(Labeled-object pointing entries)
● ● ● ● ● ● ●

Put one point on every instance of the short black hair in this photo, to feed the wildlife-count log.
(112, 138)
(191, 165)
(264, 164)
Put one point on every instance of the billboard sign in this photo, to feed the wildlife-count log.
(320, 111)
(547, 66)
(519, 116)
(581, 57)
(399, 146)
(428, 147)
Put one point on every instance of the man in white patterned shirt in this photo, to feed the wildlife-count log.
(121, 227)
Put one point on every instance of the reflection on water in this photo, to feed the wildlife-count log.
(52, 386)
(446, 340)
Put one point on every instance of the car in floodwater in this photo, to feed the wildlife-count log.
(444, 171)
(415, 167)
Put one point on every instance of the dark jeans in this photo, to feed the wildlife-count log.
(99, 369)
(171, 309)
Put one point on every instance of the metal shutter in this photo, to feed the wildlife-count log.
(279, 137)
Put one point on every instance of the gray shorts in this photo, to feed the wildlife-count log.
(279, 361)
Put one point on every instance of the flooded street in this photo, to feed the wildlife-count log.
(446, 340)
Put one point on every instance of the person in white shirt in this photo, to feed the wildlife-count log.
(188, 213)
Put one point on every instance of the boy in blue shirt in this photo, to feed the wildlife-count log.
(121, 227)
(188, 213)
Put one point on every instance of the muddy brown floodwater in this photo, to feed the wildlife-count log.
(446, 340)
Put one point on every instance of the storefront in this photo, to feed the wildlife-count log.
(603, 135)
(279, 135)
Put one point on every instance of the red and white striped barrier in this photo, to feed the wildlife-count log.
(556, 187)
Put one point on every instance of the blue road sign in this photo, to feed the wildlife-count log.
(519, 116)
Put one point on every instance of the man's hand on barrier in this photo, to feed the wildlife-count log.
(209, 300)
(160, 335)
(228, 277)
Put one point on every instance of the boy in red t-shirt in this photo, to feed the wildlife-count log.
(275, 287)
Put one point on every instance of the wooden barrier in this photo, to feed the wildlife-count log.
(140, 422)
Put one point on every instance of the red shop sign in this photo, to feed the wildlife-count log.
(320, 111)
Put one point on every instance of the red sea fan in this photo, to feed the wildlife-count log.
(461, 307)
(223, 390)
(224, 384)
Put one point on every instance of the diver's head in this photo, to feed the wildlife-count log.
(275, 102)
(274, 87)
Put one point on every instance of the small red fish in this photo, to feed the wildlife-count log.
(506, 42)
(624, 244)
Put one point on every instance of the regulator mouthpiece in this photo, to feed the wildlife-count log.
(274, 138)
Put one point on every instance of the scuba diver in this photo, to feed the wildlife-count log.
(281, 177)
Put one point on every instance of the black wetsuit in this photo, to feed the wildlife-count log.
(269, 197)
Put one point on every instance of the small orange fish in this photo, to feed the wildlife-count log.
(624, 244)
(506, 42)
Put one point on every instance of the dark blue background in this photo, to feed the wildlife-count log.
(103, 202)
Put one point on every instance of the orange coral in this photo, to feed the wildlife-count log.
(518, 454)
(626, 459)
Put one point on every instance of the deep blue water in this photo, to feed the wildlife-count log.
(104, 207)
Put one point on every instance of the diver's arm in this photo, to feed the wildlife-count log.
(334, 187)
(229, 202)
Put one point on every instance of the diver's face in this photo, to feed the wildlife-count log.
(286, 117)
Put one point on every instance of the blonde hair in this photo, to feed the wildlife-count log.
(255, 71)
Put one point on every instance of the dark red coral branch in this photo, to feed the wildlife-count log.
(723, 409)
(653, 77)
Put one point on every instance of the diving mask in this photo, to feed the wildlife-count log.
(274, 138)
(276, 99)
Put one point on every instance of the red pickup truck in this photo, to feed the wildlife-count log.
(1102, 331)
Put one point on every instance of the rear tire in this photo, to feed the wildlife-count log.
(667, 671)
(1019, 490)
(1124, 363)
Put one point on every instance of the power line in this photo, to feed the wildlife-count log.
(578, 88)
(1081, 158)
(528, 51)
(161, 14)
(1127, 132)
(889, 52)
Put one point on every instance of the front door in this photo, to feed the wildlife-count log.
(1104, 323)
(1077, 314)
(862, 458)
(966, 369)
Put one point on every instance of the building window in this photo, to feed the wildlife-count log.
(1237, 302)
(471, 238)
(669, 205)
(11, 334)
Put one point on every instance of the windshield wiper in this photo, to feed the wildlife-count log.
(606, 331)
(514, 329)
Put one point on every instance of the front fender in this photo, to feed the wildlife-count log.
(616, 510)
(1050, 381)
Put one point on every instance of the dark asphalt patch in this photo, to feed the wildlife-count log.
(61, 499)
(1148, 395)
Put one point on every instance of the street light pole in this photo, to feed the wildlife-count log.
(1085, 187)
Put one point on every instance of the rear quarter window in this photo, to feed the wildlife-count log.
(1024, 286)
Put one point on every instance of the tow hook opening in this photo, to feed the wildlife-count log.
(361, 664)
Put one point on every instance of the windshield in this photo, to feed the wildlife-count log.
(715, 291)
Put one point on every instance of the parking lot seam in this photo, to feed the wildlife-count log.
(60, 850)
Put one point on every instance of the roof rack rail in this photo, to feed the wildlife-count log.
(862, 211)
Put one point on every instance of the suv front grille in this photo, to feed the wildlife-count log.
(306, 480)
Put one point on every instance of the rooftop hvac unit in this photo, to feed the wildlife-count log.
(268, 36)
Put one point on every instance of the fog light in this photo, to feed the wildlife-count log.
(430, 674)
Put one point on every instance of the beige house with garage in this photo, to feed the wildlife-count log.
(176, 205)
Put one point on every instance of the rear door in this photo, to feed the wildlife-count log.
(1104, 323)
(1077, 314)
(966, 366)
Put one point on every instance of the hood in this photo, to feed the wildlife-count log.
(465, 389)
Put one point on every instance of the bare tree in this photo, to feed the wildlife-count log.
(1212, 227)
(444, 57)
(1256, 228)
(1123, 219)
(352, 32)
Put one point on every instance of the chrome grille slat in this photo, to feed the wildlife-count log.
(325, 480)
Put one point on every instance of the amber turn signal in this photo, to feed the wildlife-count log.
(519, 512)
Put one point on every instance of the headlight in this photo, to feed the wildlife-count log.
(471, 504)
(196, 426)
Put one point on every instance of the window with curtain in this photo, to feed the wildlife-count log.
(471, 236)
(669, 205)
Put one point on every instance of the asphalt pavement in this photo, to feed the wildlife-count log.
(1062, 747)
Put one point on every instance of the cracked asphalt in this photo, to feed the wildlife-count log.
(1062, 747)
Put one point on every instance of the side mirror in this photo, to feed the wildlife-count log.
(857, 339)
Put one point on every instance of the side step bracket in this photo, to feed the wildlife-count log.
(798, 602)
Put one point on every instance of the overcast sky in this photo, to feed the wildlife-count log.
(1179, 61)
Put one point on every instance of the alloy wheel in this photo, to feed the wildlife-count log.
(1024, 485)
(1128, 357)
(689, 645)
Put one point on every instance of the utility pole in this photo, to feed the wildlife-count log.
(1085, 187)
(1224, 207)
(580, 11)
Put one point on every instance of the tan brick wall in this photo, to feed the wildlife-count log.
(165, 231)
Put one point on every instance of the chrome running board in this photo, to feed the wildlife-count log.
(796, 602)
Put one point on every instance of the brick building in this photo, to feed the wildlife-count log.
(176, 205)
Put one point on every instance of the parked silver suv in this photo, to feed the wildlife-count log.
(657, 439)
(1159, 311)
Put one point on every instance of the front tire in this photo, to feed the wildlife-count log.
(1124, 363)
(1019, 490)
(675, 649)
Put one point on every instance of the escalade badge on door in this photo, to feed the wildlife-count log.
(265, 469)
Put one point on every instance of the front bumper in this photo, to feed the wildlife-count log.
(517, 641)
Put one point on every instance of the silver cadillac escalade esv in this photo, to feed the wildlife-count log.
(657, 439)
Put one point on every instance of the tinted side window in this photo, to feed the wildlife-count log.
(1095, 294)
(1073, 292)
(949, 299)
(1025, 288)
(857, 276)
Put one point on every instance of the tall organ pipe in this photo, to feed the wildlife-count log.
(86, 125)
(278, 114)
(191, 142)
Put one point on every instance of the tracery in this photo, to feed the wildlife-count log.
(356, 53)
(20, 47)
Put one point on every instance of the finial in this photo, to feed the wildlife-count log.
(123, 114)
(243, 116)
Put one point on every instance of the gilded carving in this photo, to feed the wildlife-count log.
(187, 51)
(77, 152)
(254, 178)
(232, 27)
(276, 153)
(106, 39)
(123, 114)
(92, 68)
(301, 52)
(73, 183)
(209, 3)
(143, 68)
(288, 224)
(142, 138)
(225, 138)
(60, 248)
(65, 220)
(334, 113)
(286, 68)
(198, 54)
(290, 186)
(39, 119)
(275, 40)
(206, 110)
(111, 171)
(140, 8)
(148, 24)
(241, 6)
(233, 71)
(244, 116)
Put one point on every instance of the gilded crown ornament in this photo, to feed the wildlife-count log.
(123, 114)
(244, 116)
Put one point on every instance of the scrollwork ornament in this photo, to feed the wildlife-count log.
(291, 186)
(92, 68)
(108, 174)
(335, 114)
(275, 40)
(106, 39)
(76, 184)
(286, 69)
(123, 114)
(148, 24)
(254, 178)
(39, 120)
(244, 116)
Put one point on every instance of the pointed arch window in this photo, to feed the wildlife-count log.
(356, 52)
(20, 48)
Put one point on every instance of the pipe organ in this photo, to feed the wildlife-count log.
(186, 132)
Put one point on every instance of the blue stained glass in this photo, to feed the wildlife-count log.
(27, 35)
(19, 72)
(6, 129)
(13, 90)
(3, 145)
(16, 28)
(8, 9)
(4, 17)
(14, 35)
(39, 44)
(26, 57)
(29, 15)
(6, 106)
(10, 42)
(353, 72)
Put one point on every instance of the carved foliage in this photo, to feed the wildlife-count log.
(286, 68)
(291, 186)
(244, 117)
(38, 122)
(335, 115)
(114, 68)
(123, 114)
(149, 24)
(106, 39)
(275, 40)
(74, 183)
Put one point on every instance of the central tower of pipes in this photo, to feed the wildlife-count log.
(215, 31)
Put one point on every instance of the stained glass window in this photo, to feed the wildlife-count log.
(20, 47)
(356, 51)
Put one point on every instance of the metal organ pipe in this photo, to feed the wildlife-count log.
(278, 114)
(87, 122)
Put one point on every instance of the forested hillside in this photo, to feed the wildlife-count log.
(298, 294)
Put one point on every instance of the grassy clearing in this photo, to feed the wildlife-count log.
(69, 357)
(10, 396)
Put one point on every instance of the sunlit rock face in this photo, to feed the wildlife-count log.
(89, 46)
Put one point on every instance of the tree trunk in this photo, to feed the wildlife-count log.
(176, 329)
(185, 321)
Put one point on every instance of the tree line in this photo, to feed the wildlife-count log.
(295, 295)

● ● ● ● ● ● ●

### SHORT PROBLEM
Take the line with "Put one point on every instance of the pointed" and all lines after it through the end of the records, and write them out exactly; include nothing else.

### ANSWER TO THIS PROBLEM
Put one point on every instance of the pointed arch window in this photo, to feed the wildlife-count log.
(356, 52)
(20, 48)
Put one point on every instance of the pipe organ in this photo, to feed the wildlife-count log.
(186, 132)
Put one point on every instance of the blue stained glass in this photo, to feed the wildlife-count log.
(27, 35)
(19, 72)
(6, 129)
(13, 90)
(3, 145)
(16, 28)
(8, 9)
(4, 17)
(14, 35)
(39, 44)
(26, 57)
(29, 15)
(6, 106)
(10, 42)
(353, 72)
Put one point on every instance of the carved foliage in this photo, to feed the wildlife-count log.
(286, 68)
(291, 186)
(244, 117)
(38, 122)
(335, 115)
(114, 68)
(123, 114)
(149, 24)
(106, 39)
(275, 40)
(74, 183)
Put one point on every instance of the central tower of pipes in this photo, to feed the wildlife-count log.
(215, 31)
Put one point on every instance of the stained glass window in this photo, to feed the wildlife-count log.
(20, 47)
(356, 51)
Put one point on every instance of the metal organ pipe in this photo, to feed the wildlife-count log.
(278, 114)
(87, 122)
Put one point on every instance of the forested hillside in this photo, to feed the wildlife-count log.
(298, 294)
Put one point on every instance of the grassy clearing in this photo, to feed the wildlife-count log.
(69, 357)
(10, 396)
Put one point on every instance of the sunlit rock face in this photo, to feed the wildlife-count log.
(89, 46)
Put one point on every instance of the tree trunk in this photo, to feed the wildlife-count log.
(176, 329)
(185, 321)
Put one point on every instance of the tree line in this photo, to feed the wildlife-count log.
(295, 295)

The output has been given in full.